Für die Jahre 2005 bis 2007 soll es keine lineare Entgelterhöhung geben. Stattdessen erhalten alle Beschäftigten eine jährliche Einmalzahlung in Höhe von 150 Euro auf Basis einer Vollbeschäftigung.

Weihnachtsgeld nach wirtschaftlicher Lage/kein Urlaubsgeld

Die jährliche Sonderzahlung wird von 2005 bis 2007 nach Entgeltgruppen gestaffelt. Für niedrige Lohngruppen gibt es 70 Prozent, mittlere Lohngruppen erhalten 60 Prozent und höhere Einkommen 50 Prozent eines Monatstabellenlohns. Ab 2008 erhalten Beschäftigte einen Sockelbetrag von 60 Prozent zuzüglich einer Bonuszahlung von bis zu 40 Prozent, deren Zahlung aber von der wirtschaftlichen Situation des jeweiligen Arbeitgebers (in der EKHN von der Haushaltslage) abhängig ist. Das Urlaubsgeld entfällt.

Übergangsregelungen: Besitzstandswahrung, Bewährungsaufstieg

Alle Mitarbeitenden werden zum Inkrafttreten durch eine Regelüberführung in die neuen Entgeltgruppen eingruppiert. Bis zum 30.09.2006 werden alle Eingruppierungen anhand von Stellenbeschreibungen und Verantwortungsprofilen überprüft, dies dann rückwirkend zum 01.10.2005. Nachforderungen für die Vergangenheit sind hierbei ausgeschlossen.

Wer durch das neue System benachteiligt würde, erhält eine Besitzstandszulage. Die Monatsvergütung wird durch diese Zulage auf jetzigem Status eingefroren. In der Zukunft werden diese Besitzstände auf Stufensteigerungen voll und mit der in der AK verhandelten, turnusgemäßen Erhöhung der Entgelttabelle zu 50% verrechnet. Mitarbeiterinnen und Mitarbeiter, deren Bewährungsaufstieg in den nächsten fünf Jahren anstehen würde, werden so gestellt als würden sie diesen vollenden.

• [Aufgelistete Daten]
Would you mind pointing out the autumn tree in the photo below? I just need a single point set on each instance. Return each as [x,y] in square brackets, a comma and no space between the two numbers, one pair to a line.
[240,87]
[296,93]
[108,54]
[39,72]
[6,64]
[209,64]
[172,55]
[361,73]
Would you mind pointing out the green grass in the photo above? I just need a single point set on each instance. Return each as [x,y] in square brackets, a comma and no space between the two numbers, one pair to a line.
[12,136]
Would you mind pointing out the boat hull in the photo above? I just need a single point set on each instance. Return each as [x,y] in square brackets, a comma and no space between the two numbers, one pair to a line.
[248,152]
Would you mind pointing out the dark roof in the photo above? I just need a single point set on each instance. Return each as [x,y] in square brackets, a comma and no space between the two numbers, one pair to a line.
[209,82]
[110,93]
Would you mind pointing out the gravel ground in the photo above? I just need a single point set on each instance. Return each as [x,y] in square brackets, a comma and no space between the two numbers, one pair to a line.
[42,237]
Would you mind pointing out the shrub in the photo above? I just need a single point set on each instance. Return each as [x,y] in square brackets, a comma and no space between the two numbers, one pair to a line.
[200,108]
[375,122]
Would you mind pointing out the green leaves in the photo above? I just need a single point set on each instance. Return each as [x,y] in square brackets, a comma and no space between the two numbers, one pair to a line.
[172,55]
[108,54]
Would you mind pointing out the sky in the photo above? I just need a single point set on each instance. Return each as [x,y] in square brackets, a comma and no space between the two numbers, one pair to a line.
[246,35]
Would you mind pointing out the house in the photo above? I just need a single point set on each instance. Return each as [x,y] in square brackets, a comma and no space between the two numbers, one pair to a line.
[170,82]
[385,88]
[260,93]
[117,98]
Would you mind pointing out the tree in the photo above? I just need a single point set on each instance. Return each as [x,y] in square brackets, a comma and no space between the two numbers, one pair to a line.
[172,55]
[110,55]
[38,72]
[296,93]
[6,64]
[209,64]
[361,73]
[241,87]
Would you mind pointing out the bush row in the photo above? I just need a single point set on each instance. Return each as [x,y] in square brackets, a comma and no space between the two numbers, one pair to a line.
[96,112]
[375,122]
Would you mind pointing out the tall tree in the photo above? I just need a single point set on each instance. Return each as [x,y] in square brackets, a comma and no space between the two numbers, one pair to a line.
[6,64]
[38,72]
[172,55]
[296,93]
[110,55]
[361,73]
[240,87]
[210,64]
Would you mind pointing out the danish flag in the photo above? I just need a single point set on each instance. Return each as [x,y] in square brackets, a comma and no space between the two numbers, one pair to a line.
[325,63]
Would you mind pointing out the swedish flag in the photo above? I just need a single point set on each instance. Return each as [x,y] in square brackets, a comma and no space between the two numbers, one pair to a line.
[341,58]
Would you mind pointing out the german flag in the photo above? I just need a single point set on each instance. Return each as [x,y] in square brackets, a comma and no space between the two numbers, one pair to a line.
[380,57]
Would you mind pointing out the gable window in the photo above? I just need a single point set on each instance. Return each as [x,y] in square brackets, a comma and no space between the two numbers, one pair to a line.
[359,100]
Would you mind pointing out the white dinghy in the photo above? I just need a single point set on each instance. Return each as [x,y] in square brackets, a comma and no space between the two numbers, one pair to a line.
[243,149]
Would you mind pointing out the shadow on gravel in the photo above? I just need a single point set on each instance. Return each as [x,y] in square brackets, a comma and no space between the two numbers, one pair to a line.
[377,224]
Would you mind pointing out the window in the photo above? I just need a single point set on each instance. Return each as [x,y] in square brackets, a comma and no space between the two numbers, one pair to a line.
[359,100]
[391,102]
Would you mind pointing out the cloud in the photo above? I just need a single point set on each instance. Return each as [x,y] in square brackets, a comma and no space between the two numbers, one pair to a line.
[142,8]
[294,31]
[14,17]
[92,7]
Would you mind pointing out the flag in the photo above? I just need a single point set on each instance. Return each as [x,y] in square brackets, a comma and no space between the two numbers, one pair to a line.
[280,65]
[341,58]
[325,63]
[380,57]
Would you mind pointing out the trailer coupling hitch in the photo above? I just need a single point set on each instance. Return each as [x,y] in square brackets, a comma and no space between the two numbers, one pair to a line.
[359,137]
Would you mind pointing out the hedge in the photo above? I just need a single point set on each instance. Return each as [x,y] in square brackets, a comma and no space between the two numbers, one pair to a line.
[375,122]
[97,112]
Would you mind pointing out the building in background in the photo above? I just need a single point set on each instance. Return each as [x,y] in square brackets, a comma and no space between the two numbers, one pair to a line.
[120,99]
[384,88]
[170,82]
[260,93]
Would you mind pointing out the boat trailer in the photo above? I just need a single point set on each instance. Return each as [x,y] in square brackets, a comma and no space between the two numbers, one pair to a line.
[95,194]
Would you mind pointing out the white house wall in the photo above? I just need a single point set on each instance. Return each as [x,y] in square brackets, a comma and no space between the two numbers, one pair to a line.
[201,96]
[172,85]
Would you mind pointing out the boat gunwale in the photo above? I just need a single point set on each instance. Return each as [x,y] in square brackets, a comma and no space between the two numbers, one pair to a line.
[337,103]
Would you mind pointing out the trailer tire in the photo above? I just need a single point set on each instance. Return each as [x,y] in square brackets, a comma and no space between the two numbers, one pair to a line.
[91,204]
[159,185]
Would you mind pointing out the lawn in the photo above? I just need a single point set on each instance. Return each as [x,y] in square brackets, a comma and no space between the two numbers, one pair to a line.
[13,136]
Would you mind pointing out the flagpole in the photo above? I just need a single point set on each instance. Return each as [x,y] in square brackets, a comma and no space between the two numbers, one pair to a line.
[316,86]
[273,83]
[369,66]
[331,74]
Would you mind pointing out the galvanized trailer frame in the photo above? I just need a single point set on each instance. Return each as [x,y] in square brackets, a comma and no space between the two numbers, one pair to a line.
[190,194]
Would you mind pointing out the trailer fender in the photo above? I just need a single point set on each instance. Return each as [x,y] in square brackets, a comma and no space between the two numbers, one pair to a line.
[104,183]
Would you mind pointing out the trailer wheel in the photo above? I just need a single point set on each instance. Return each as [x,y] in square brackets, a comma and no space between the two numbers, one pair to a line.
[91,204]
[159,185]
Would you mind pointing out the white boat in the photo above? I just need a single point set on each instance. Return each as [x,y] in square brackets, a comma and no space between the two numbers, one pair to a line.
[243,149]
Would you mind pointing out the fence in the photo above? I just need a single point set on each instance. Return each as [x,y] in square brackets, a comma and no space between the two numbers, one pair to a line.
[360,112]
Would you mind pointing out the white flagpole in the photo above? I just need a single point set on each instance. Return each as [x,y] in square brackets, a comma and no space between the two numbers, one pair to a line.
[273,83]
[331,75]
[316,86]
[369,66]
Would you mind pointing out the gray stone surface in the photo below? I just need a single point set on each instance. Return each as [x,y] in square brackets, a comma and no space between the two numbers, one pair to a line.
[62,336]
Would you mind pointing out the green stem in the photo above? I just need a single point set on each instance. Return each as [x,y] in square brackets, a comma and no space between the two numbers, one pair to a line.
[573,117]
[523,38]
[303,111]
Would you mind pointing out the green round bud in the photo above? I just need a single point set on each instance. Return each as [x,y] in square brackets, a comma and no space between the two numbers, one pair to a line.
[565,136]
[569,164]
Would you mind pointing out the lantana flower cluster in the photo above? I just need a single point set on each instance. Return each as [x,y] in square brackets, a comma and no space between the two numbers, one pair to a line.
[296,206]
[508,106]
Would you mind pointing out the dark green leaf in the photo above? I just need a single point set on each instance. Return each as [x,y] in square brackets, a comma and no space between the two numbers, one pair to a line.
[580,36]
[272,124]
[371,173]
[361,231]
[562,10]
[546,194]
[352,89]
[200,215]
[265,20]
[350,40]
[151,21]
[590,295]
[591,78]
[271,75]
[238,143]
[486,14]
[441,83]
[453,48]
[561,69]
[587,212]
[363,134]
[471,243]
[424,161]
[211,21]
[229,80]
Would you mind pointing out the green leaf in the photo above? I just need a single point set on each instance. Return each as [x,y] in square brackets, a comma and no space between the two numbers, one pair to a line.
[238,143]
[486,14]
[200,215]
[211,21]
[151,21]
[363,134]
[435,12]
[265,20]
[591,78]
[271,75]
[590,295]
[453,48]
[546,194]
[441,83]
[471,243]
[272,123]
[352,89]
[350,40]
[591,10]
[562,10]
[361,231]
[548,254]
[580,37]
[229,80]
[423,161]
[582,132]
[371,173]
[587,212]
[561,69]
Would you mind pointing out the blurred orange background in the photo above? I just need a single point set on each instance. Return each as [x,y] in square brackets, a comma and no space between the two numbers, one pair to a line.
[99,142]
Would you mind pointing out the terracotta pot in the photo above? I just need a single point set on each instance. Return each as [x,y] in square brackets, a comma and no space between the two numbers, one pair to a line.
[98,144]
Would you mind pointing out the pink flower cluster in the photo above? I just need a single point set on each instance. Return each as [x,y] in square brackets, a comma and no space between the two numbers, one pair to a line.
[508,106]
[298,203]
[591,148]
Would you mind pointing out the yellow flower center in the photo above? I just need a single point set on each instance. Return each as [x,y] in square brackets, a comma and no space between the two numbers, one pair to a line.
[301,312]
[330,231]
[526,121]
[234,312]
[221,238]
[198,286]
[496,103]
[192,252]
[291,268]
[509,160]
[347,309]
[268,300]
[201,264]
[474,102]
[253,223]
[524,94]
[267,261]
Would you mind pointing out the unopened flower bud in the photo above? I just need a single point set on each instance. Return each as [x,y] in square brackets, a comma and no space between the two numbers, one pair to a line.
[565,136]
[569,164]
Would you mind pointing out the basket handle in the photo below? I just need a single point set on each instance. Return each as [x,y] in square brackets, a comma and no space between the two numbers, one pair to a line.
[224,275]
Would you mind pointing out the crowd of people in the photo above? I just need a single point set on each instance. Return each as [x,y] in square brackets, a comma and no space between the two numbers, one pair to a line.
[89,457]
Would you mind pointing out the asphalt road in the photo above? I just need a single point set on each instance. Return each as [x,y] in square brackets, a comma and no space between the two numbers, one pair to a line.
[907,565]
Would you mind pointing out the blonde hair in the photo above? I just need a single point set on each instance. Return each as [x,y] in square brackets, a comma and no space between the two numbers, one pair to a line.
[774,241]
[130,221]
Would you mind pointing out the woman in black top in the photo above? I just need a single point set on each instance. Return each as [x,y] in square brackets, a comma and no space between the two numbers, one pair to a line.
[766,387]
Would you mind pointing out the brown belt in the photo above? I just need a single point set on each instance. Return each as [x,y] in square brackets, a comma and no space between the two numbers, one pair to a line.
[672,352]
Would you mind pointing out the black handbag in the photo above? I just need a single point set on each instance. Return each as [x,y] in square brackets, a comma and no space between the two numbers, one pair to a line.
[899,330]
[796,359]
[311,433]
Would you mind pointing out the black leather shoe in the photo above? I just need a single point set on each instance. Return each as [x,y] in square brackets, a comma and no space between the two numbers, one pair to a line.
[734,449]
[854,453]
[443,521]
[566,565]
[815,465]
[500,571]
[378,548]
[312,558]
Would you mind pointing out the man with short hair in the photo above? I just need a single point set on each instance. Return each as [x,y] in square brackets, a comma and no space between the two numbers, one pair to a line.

• [Aufgabe] Setzen Sie den Textauszug über die neue Entgeltregelung im Anschluss an seinen letzten Satz fort.

• [Schriftliche Antwort]
Maßnahmen gegen Auslagerung von Arbeitsplätzen

Um die Auslagerung von einfachen Tätigkeiten (Reinigung und Hauswirtschaft) und damit eine massive Verschlechterung der Arbeitsbedingungen dieser Beschäftigten zu vermeiden, gilt die Besitzstandswahrung eingeschränkt. Dafür geben die Arbeitgeber eine vierjährige Arbeitsplatzgarantie. Die neuen Vergütungen liegen in vergleichbarer Höhe des TVöD.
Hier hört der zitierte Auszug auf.